But With A “Duty of Care”?

Picture a group of people who believe that they know right from wrong taking books from a library and throwing them onto a bonfire to burn them. There will still be plenty of volumes remaining when they’re done, as the books can be found in libraries and private hands elsewhere, but the ones within their reach are burned. They have not, and cannot, eradicate the offending book from the face of the earth, but they have burned books.

Is this not book burning? Obviously it is, and the fact that this performative act of condemnation didn’t result in the books’ total destruction doesn’t make the act of burning books any less a book burning. Perhaps they’re right, that the books are bad, evil even, and conveys ideas that are horrible and, at least in their minds, should not exist. Perhaps it’s not so much the ideas in the books, but the author who is so despised that his books should never see daylight. Does this make book burning any better?

Not too long ago, the employees of Netflix took to the street because they hated a comedian, Dave Chappelle, who made observations about people that they found reprehensible. How dare their company show his work? He was a heretic, a danger to their sensibilities, and it was their duty to take action to silence him and his work.

The book publisher Penguin Random House agreed to publish a book by Supreme Court Associate Justice Amy Coney Barrett. Its employees, and others in the “literay” field, disapproved because of Barrett’s decision in Dobbs and decided to proffer an open letter to express their views.

As members of the writing, publishing, and broader literary community of the United States, we care deeply about freedom of speech. We also believe it is imperative that publishers uphold their dedication to freedom of speech with a duty of care.

Is there such a thing as free speech “with a duty of care”?

This is not just a book that we disagree with, and we are not calling for censorship. Many of us work daily with books we find disagreeable to our personal politics. Rather, this is a case where a corporation has privately funded the destruction of human rights with obscene profits. Coney Barrett is free to say as she wishes, but Penguin Random House must decide whether to fund her position at the expense of human rights in order to inflate its bottom line, or to truly stand behind the values it proudly espouses to hold.

□ □ □

= SET PROBLEM 1 =
In the essay on free speech, which comedian did Netflix employees protest against?

□ □ □

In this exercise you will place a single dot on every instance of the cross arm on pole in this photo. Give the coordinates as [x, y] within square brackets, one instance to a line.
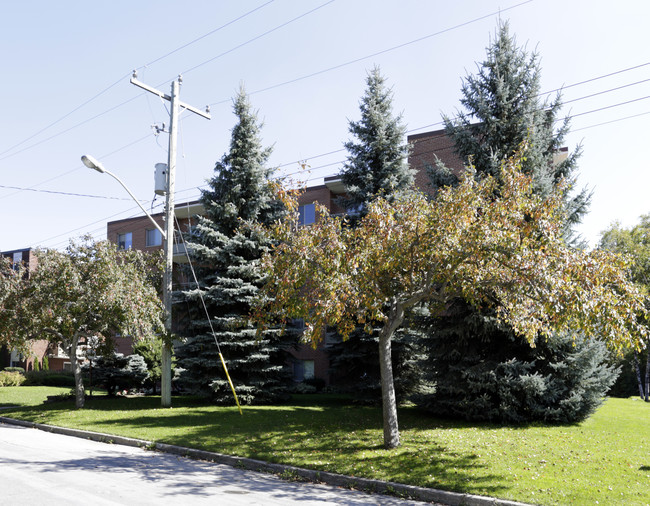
[164, 96]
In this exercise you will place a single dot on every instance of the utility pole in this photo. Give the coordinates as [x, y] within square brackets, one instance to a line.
[175, 106]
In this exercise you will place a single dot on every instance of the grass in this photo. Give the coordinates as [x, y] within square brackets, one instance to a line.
[28, 396]
[605, 459]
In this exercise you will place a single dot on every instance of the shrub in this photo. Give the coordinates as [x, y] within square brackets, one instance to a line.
[11, 378]
[50, 378]
[483, 372]
[117, 372]
[15, 369]
[317, 383]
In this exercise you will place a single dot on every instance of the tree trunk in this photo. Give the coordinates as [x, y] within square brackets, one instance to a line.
[389, 402]
[637, 368]
[647, 373]
[80, 397]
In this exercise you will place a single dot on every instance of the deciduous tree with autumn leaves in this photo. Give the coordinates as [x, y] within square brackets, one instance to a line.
[492, 242]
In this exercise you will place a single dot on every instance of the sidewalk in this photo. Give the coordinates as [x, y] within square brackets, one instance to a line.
[288, 472]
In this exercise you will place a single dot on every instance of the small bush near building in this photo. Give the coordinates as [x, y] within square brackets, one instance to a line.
[117, 372]
[14, 369]
[11, 378]
[50, 378]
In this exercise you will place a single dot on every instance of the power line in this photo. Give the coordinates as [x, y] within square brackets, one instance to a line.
[79, 167]
[440, 123]
[62, 193]
[207, 34]
[596, 78]
[612, 121]
[256, 38]
[399, 46]
[127, 75]
[104, 220]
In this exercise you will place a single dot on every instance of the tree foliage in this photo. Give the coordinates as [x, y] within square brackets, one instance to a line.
[491, 248]
[90, 290]
[376, 163]
[376, 166]
[502, 107]
[117, 372]
[635, 243]
[226, 255]
[483, 372]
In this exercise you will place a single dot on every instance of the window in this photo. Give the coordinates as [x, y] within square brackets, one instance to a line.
[17, 260]
[302, 370]
[125, 241]
[154, 237]
[307, 214]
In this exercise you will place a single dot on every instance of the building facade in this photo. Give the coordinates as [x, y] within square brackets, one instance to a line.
[307, 362]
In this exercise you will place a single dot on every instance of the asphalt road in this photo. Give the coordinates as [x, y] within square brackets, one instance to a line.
[38, 467]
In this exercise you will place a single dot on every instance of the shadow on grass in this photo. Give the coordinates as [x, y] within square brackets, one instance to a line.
[320, 433]
[327, 434]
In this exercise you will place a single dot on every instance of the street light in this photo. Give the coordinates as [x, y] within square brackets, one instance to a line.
[92, 163]
[166, 366]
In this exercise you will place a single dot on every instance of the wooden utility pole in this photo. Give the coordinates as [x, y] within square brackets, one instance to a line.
[175, 106]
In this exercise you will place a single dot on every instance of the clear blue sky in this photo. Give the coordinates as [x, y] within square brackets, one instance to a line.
[66, 92]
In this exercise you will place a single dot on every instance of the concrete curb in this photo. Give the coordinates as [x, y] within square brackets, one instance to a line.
[337, 480]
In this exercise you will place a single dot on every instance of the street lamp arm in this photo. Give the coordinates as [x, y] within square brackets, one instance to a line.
[91, 163]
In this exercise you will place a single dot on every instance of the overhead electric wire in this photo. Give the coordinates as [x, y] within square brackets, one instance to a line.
[612, 121]
[258, 37]
[104, 220]
[63, 193]
[596, 78]
[79, 167]
[399, 46]
[207, 34]
[440, 123]
[97, 95]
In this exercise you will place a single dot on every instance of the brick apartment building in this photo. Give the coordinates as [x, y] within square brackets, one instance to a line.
[139, 232]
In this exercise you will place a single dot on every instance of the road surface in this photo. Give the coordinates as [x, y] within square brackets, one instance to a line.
[38, 467]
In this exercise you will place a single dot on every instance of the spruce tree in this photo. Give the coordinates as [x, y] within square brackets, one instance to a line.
[376, 165]
[377, 159]
[502, 109]
[484, 372]
[226, 257]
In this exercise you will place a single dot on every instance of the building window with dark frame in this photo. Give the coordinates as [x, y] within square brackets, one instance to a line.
[307, 214]
[125, 241]
[303, 370]
[153, 237]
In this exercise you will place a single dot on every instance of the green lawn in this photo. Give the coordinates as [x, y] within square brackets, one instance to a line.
[605, 459]
[28, 396]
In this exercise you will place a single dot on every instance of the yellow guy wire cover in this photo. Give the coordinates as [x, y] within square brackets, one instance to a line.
[223, 362]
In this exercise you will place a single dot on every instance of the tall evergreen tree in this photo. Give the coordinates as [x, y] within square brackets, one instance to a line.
[376, 165]
[473, 362]
[226, 257]
[503, 108]
[377, 159]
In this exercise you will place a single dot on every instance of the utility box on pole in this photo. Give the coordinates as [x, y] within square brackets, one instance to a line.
[168, 247]
[160, 179]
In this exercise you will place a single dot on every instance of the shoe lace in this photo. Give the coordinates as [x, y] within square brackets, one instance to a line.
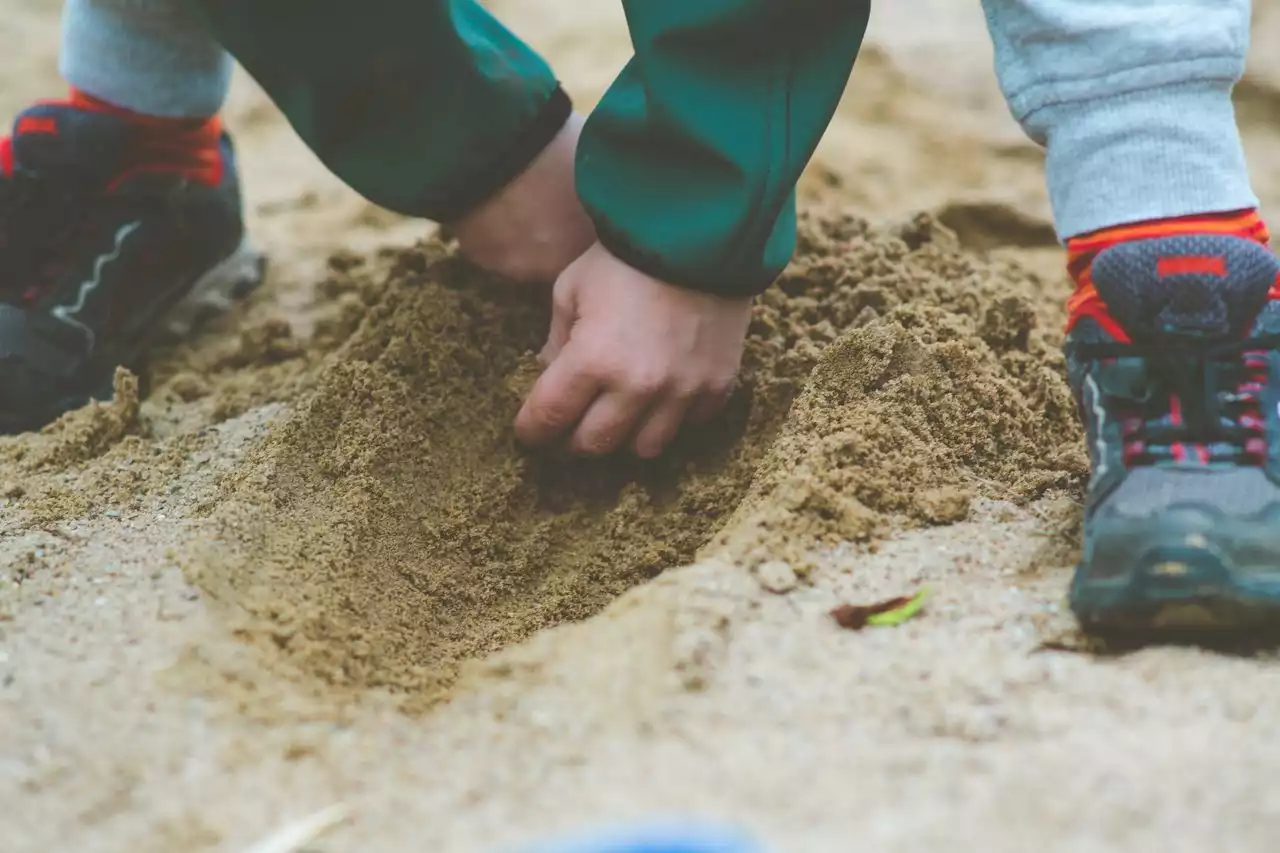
[1192, 401]
[40, 217]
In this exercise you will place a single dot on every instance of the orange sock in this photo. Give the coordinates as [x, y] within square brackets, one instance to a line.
[170, 144]
[1082, 250]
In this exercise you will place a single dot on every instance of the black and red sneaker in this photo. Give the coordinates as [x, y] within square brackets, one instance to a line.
[101, 251]
[1174, 355]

□ □ □

= SET PROBLEM 2 =
Please quote the records word for word, starting at the line that contains "of the orange" and ending at the last line of the records.

= EXPECTED ANSWER 1 =
Dave Chappelle

= EXPECTED ANSWER 2 =
In this exercise you will place a single dot on every instance of the orange sock in this photo. Give the coordinates as [x, y] within square brackets, one instance to a line.
[170, 144]
[1082, 250]
In this exercise you will place a single dot on every instance of the black and red sneaker in this photo. Give the coordinates as [x, y] within square brackets, one instance to a line.
[101, 251]
[1174, 355]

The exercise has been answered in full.